### AIM
Reproduce every row below verbatim.

Entries from an annotation dataset:
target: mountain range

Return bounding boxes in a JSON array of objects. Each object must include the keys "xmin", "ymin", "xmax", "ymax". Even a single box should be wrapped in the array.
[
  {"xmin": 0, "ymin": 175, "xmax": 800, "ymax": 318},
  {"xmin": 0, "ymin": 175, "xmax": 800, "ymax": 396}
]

### PROBLEM SOLUTION
target: mountain range

Return bounding boxes in a JSON array of objects. Each object must include the keys "xmin", "ymin", "xmax", "ymax". Even a single box should be wrapped in the array.
[
  {"xmin": 0, "ymin": 175, "xmax": 800, "ymax": 318},
  {"xmin": 0, "ymin": 175, "xmax": 800, "ymax": 396}
]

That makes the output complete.